Provided entries
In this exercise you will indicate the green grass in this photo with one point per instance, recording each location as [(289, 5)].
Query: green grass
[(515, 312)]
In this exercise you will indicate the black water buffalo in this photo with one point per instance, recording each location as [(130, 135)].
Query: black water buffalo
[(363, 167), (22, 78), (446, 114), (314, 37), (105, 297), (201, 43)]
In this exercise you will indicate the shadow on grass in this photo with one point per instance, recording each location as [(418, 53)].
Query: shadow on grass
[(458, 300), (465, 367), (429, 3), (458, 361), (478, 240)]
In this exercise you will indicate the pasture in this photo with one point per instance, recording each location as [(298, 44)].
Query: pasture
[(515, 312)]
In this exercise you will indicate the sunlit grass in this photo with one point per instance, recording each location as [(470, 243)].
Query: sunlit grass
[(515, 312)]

...

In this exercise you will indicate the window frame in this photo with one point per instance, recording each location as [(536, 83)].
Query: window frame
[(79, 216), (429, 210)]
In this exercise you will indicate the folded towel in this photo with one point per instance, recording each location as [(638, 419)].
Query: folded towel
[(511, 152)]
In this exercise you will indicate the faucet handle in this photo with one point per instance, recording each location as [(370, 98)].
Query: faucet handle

==

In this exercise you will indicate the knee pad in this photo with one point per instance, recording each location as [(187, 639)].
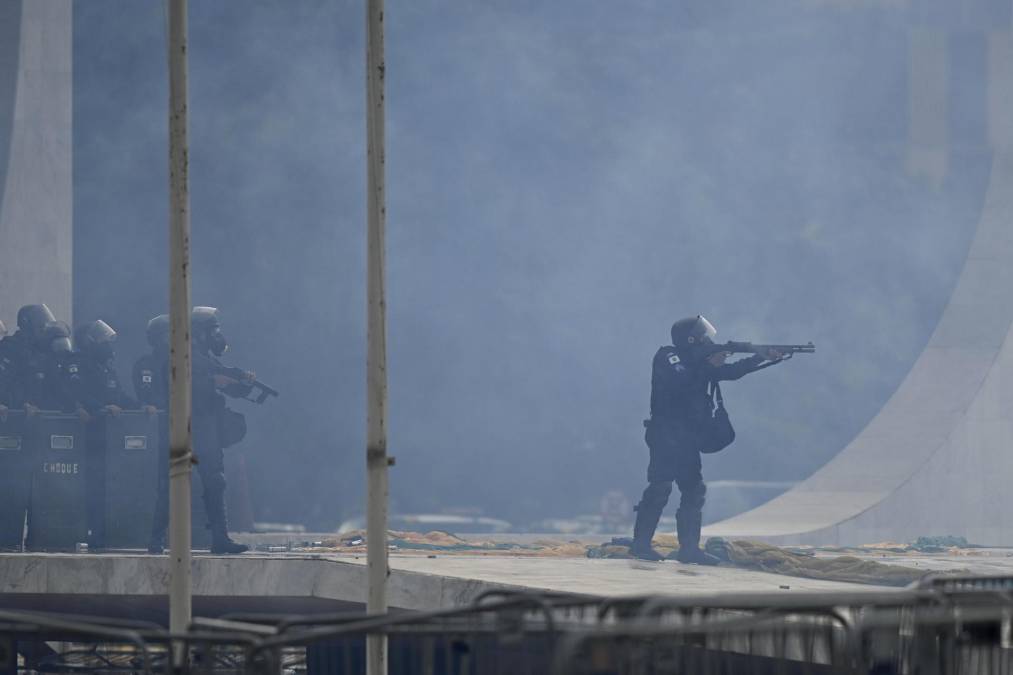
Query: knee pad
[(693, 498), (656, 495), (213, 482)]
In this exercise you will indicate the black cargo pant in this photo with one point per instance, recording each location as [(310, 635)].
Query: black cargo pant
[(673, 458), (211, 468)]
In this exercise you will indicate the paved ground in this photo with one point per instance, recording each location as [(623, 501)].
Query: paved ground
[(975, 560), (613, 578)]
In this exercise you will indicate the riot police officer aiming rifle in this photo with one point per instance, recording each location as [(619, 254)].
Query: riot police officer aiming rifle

What you have to do
Can you render everything in the records above, from the line containing "In this exercise you will indicate the window" down to the line containing "Query: faucet handle", as a JSON list of strings with one string per line and blank lines left out?

Exercise response
[
  "In this exercise you will indicate the window frame in this photo with one point per instance, recording each location as [(536, 83)].",
  "Query: window frame",
  "[(79, 216), (429, 210)]",
  "In this exercise you will indicate the folded towel in this photo with one point per instance, recording each location as [(638, 419)].",
  "Query: folded towel",
  "[(511, 152)]",
  "In this exercise you will indicate the faucet handle in this photo with one point per instance, recording each location as [(370, 98)].",
  "Query: faucet handle"
]